Reproduce verbatim the stretch of the SRE book notes from "an ideal test" through "compound race conditions)".
-- TEXT follows --
Site Reliability Engineering book notes

The SRE Book

What follow are my notes on the SRE book put out by Google.

Troubleshooting

Problem Reports

automated where possible, including helpful data for troubleshooting in the body of the alert
submit tickets for everything; you want a paper trail

Triage

"make the system work as well as it can under the circumstances"

Examine

monitoring
logging
distributed tracing

Logging

be able to change log levels on the fly
be able to do statistical sampling
be able to turn on logging quickly, easily, and selectively

Diagnose

inject test data into each component in a misbehaving system to confirm normal operation
inject test data meant to expose particular types of suspected errors
"what, where, and why": figure out what the system is actually doing, not just what it's supposed to be doing
- what it's doing
- where its resources are being used
- why it's doing what it's doing

What Touched It Last

a system in motion stays in motion until something acts on it
things to log
- deployments
- configuration changes
- packages installed

Testing

an ideal test should have mutually exclusive alternatives, in order to rule in/out competing hypotheses
perform tests in decreasing order of likelihood
keep in mind the side effects of active testing (e.g., increasing available CPU may compound race conditions)
take clear notes of ideas, tests, and results

Cure

once you've reduced the possible causes to one, try to prove it's the cause
produce a post mortem
- what went wrong
- how you tracked down the problem
- how you fixed the problem
- how to prevent it from happening again
-- TEXT concluded --
-- SOURCE INFORMATION follows --
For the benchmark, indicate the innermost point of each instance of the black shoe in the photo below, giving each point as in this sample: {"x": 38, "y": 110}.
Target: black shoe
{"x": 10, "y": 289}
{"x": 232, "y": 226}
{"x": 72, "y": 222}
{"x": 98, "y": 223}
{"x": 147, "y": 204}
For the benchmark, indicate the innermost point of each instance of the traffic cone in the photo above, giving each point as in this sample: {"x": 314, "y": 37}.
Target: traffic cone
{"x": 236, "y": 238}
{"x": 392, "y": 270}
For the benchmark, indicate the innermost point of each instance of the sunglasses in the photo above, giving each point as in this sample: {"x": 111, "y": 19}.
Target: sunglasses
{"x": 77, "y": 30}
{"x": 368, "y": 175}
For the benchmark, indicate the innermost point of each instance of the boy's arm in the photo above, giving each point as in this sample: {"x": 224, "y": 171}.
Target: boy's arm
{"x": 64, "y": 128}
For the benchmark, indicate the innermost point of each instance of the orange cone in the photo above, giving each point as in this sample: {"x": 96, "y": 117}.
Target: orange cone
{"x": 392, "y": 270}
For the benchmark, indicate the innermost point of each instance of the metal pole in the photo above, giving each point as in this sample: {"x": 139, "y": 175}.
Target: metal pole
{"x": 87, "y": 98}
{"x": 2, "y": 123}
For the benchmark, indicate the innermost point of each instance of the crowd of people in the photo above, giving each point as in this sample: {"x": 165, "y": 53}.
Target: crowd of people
-- SOURCE INFORMATION concluded --
--- WRITTEN REPLY ---
an ideal test should have mutually exclusive alternatives, in order to rule in/out competing hypotheses
perform tests in decreasing order of likelihood
keep in mind the side effects of active testing (e.g., increasing available CPU may compound race conditions)